TRECHO ORIGINAL:
Como esse mito é transposto para o espetáculo?
O espetáculo faz um paralelo entre os tempos. A crise que agora desespera os portugueses e as velhas crises que sempre ameaçam a soberania, a disputa pelo poder, o sofrimento do povo, as ironias, os tempos que não mudam! Para nós, pernambucanos, existem alguns elementos importantes, como, por exemplo, saber das influências portuguesas na nossa origem. A questão do Mito sebastianista que se configura até hoje no Nordeste Brasileiro (Belmonte, Lençóis Maranhenses..). A história da Pedra do Reino. De uma certa forma, todo o pensamento de Ariano Suassuna. O contexto da criação em que o espetáculo se configura é muito interessante. É o ano de Portugal no Brasil e do Brasil em Portugal. Então se estabeleceu um intercâmbio cultural entre atores dos dois paises, uma parceria entre o Centro de Criatividade de Polvoa de Lanhoso (coordenado por Moncho Rodriguez) e a Apacepe. Estamos aqui por dois meses com passagens, hospedagem e alimentação pagos e recebemos uma ajuda de custo.

Como está sendo o trabalho com Moncho Rodriguez?
Moncho Rodrigues é o autor e o diretor da encenação. É o coordenador do centro de criatividade de Polvoa de Lanhoso. É fantástico viver essa experiência e desfrutar com dignidade de todo a estrutura oferecida. Temos salas de dramatuturgia, de figurinos, de adereços, de ensaios, teatros…. Trabalhamos das 14h até meia-noite, com intervalos para as refeições. Durante a manhã, descansamos ou estudamos os textos. Moncho é um homem de teatro que não se esquece. Sua voz atinge nosso coração e pode nos encantar ou pode provocar sentimentos os mais contraditórios. De repente um grito de alerta, uma indicação preciosa, uma pergunta esclarecedora, um abraço. Moncho é claro no que deseja: quer a verdade dos atores. Somente a verdade. Mas a verdade não é fácil, faz doer o corpo inteiro, faz a gente se arriscar até perdermos o controle. É preciso ir além do que se sabe, do que se pode, do que se imagina pretender. Moncho tem o olhar que parece fora do mundo, não quer perder tempo, nem energia em vão. Exige profunda dedicação e disponibilidade. Nenhum ator permanece o mesmo se aceitar as regras do jogo.

ENUNCIADO DA TAREFA:
Retome a entrevista sobre o espetáculo dirigido por Moncho Rodriguez e dê continuidade ao texto logo após a última frase. O material abaixo tem outra origem.

LINHAS DE DADOS:
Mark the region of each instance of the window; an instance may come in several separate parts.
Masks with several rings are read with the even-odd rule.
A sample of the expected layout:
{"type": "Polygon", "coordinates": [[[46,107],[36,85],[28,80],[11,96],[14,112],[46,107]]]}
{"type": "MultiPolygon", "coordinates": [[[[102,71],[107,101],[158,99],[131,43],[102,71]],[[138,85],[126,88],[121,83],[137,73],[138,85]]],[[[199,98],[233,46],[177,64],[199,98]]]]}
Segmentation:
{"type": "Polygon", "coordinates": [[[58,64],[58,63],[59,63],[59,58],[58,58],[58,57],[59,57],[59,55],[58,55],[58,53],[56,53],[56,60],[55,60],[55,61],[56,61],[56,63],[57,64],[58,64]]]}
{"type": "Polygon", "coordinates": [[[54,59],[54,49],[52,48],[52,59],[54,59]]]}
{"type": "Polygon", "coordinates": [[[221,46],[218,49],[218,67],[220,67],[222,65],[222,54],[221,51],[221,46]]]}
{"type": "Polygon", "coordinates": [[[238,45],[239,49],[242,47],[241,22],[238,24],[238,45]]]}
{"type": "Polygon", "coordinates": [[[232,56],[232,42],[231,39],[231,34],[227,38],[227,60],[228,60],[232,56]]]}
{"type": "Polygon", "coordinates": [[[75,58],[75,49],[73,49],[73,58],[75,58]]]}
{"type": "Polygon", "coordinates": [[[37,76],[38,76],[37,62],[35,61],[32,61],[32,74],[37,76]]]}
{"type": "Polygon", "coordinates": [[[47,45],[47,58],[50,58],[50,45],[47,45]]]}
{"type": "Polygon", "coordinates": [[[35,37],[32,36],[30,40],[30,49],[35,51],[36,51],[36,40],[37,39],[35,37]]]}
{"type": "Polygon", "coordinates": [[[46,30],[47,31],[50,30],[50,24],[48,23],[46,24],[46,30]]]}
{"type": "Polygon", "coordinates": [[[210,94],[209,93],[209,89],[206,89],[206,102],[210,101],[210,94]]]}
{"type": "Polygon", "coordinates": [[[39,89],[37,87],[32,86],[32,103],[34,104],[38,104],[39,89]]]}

RESPOSTA:
Júnior Aguiar e Rafael Amancio

Qual a importância desse intercâmbio?
É preciso viajar pelo mundo. Se o olhar não alcançar longe, se não for surpreendido pelas diferenças culturais, pelas maneiras distintas de ser, pelas possibilidades das histórias, ficamos limitados e corremos o risco de não transcender como seres humanos sensíveis, como atores profissionais com visão ampla e cosmopolita. Trocar é crescer. O grupo de atores portugueses é fantástico. Observamos sua disponibilidade, sua maneira de nos receber, de nos apresentar suas formas de trabalho e de procurar pelas personagens. Eles tambem irão ao Brasil sentir como somos no nosso ambiente, de como incorporamos nossas manifestações culturais. No fim, toda essa experiência se configura em amplo e sólido aprendizado.

Pode nos adiantar algo da montagem?
Abel e Caim abrem o espetáculo. São como João Grilo e Chicó. Espertos, oportunistas, sobreviventes. Abel é feito pelo reconhecido ator português Pedro Portugal. Caim pelo inspirado Márcio Fecher tocando pandeiro, gaita, zabumba. Depois é a vez do casal Cordeiro e Frívola, interpretados perfeitamente por Mário Miranda e Marta. É um casal de espectadores que representam a realidade e que interferem na apresentação do espetáculo. E o grupo de comediantes-atores comandados por Noé (Júnior Sampaio) e Aldonça. Eu interpreto Josué – O ministro Castanheira e Dom Henrique, o cardeal. Rafael Amâncio interpreta Jesus e Gilberto Brito os persoangens Rutílio e Tibia.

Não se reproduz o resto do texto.